Stored dataset items
····················

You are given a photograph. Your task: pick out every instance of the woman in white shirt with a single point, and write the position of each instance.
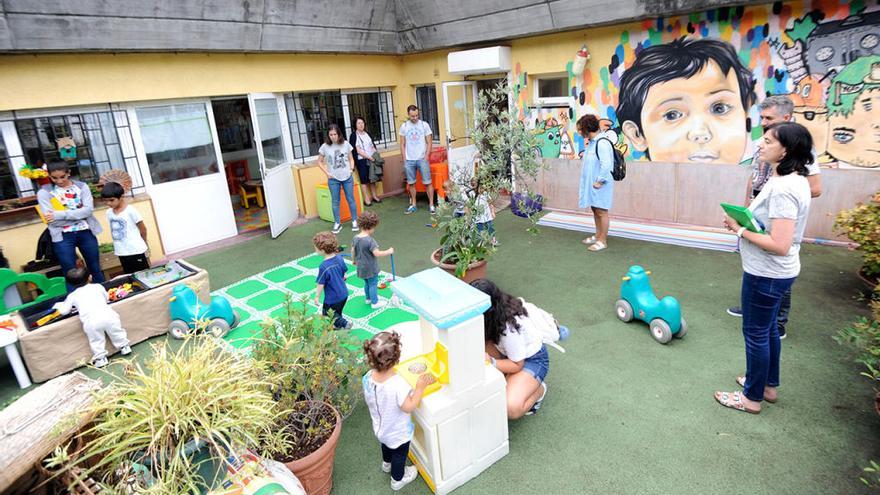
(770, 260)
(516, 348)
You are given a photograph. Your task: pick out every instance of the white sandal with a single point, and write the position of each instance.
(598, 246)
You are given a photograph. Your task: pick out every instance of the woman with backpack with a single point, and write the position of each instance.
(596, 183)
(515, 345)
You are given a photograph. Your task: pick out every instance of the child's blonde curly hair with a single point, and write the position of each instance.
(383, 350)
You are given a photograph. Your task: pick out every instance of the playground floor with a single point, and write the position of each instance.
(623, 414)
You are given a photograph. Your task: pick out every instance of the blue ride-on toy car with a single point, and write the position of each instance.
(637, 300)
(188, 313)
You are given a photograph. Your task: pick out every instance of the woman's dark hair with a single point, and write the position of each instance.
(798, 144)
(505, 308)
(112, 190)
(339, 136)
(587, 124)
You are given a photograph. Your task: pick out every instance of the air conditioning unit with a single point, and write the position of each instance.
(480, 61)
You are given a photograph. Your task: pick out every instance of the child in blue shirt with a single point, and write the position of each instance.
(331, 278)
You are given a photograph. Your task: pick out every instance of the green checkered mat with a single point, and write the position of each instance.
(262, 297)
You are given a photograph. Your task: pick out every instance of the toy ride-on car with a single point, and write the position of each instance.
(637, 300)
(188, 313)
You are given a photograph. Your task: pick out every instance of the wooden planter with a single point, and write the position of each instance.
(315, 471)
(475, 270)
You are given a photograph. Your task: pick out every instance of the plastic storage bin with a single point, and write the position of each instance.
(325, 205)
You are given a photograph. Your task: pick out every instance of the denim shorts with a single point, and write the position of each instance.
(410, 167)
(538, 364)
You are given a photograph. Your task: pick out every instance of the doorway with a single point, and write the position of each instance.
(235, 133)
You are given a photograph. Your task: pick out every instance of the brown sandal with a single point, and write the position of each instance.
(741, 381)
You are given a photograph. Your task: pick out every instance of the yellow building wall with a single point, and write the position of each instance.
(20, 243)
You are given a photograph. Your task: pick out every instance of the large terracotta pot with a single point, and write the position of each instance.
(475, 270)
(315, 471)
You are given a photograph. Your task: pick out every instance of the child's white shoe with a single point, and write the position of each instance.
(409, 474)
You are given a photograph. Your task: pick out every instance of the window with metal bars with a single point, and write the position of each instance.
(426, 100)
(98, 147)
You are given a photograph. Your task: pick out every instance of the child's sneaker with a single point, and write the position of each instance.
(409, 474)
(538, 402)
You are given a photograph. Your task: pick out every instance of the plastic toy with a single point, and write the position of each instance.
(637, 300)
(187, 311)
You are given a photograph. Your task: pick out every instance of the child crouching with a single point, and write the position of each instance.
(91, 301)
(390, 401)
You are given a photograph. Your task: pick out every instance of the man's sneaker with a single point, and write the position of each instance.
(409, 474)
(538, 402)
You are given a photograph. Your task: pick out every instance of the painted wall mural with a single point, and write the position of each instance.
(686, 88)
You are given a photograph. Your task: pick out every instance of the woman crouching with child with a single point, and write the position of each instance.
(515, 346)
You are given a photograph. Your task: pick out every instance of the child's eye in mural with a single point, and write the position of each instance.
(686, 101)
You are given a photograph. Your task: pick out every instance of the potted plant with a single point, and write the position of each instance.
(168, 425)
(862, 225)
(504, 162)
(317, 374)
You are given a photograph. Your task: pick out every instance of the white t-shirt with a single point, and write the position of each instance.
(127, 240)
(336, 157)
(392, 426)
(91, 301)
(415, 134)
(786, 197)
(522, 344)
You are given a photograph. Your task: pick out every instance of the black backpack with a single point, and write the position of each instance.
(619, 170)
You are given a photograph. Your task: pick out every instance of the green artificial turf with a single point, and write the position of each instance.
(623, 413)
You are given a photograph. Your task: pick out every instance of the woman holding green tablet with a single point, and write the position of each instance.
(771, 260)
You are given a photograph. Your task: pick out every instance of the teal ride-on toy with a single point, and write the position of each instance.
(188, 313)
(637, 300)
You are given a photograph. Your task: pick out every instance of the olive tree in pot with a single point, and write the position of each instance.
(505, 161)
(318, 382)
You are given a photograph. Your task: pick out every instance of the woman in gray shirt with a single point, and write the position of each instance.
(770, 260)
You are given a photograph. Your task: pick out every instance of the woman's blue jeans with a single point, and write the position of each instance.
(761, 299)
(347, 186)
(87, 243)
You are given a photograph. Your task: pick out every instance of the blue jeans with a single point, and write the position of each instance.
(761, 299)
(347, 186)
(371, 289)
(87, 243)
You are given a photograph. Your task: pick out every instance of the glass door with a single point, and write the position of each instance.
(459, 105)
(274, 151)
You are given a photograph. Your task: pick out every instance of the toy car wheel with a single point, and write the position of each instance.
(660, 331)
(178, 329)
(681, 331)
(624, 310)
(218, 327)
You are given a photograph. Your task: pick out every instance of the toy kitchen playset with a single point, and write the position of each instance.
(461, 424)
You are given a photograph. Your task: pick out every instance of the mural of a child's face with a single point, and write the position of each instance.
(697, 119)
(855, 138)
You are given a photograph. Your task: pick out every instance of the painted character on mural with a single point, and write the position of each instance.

····················

• _WORK TO BE COMPLETED_: Copy out the entries exactly as they stand, omitting the images.

• _RESPONSE AREA_:
You are given a photograph. Your task: pick out every instance of the woman in white shirt with a single point, and write the position of each instance.
(770, 260)
(516, 348)
You are given a photograph. Your task: pick out every instance of the white sandal with a single point, and write the position of each instance.
(598, 246)
You are given a photograph. Your task: pick out every instance of the woman with backpack with a single point, and write the position of each instance.
(596, 183)
(515, 345)
You are given a photograph. Your task: pick out every instance of the child's blonde curly hair with a single point, and write the position of each instance.
(383, 350)
You are given a photograph. Your task: pick out every instance of the playground floor with a single point, and write the position of each instance.
(623, 414)
You are given a photograph. Your task: pick out every instance of the blue ride-on toy car with a single point, and write the position of each instance.
(637, 300)
(188, 313)
You are given a photograph. Your task: pick out every instance of the woman's dark hair with a single point, and write the position of each instance.
(798, 144)
(505, 308)
(112, 190)
(339, 136)
(587, 124)
You are given a photograph. Your task: pick out every instance of the air conditioning unit with a single point, and write the position of each instance.
(480, 61)
You are given a photograph. Your task: pick out every instance of the child in blue shirt with a single point, and write the position of each instance.
(331, 278)
You are given a photograph. Your task: pick out every instance of the green checkered mat with a single point, and write the position of each instance.
(262, 297)
You are given a photograph. Your task: pick out every instance of the toy ride-on car with a single point, and write the position of each instance.
(637, 300)
(188, 313)
You are given a photograph. Your task: pick out every instance of the wooden planter with a single point, and write the position of each instance.
(315, 471)
(475, 270)
You are given a photograph. Your task: pick out every instance of the plastic storage bin with a single point, and write the position of each instance.
(325, 205)
You are given a photograph. Your task: pick out every instance of the denim shorts with a single point, and write the position of each instance.
(410, 167)
(538, 364)
You are given a photograph. Your task: pick out every instance of the doorway with a single point, and write the position of each instance.
(235, 133)
You are given a photograph. Your task: pick out every instance of the brown sandal with a single point, and write the position of each instance.
(741, 381)
You are given a photograph. Your task: pick out every instance of the yellow building wall with a single point, and write the position of each instance.
(20, 243)
You are given a photograph. Your task: pick out every instance of the large terracotta pot with a single point, and write the position of each instance.
(475, 270)
(315, 471)
You are given a photograph. Your task: pick out every instance of the child's white shoe with a single point, and write the position of each instance.
(409, 474)
You are given a photograph. Your task: pick out every instance of the window with metal bars with a single point, and write the position of each instance.
(426, 100)
(98, 147)
You are given a photograph. Your task: pick out every instance of the child's sneaker with a single point, and write the position of each instance.
(409, 474)
(538, 402)
You are given a photograph. Your task: pick out every instance of the plastic toy with a single point, and write the position of each instance.
(637, 300)
(187, 311)
You are given a photograph. Your task: pick out every instance of the child crouching with a single point, and write the position of each instance.
(91, 301)
(390, 401)
You are given a photograph. Your task: pick out every instance of the man's sneaker with a single point, and write the position of each instance.
(409, 474)
(538, 402)
You are given a photograph. Your task: pick out every instance of the painted wall mural with a single point, and write the position of each instance.
(686, 88)
You are given a photograph. Your task: pick out every instance of the woman crouching with child with a single point, and write the position of each instance.
(515, 346)
You are given a photograph. Your task: pick out every instance of the child's eye in mural with a single point, and write the position of each instance.
(686, 101)
You are given a photograph. Your task: pick out every instance of the potted plant with a single point, and write the position of each instance.
(168, 425)
(862, 225)
(504, 162)
(317, 374)
You are given a photograph. Your task: pick out every instance of the white t-shirt with a single point, and write the position of each instance.
(127, 240)
(336, 157)
(392, 426)
(91, 301)
(415, 134)
(786, 197)
(522, 344)
You are given a photograph. Your task: pick out every instance of the black backpack with a single point, and write the position of each instance.
(619, 170)
You are given a photograph. Your task: pick out every instance of the green artificial turf with a single point, and write the position of each instance.
(623, 413)
You are given a photograph. Your task: pick out every instance of the woman holding green tablet with a single point, and write the position of each instance.
(771, 260)
You are given a photograph. Your task: pick out every instance of the teal ride-on toy with a single point, and write the position of each instance.
(188, 313)
(637, 300)
You are given a photograph. Your task: pick out every instance of the olive tree in pot with a single point, and write the position of each instance.
(505, 161)
(318, 382)
You are given a photograph. Your task: pick out every instance of the woman in gray shirt with a single point, and write the position of each instance.
(770, 260)
You are given a photograph. Your task: pick out every instance of the woman's blue jeans with a single point, and write the position of each instance.
(761, 299)
(347, 186)
(87, 243)
You are given a photograph. Your task: pick out every instance of the blue jeans with a single point, and write the position of each instance.
(761, 299)
(347, 186)
(371, 289)
(87, 243)
You are given a photograph. Your task: pick out every instance of the glass door with a single point, and write the position of each instance.
(459, 105)
(274, 151)
You are given a photograph. Your task: pick out every instance of the toy car wheel with a single point, and write the position of each instance.
(660, 331)
(178, 329)
(681, 331)
(624, 310)
(218, 327)
You are given a photograph. Your task: pick out every instance of the toy kitchen playset with a single point, and write the position of each instance.
(461, 424)
You are given a photograph. Your task: pick out every instance of the mural of a child's face with a single point, and write the position of each instance.
(697, 119)
(855, 138)
You are given a photograph. Your task: pick out every instance of the painted character on mural with a single point, and write the position of each instance.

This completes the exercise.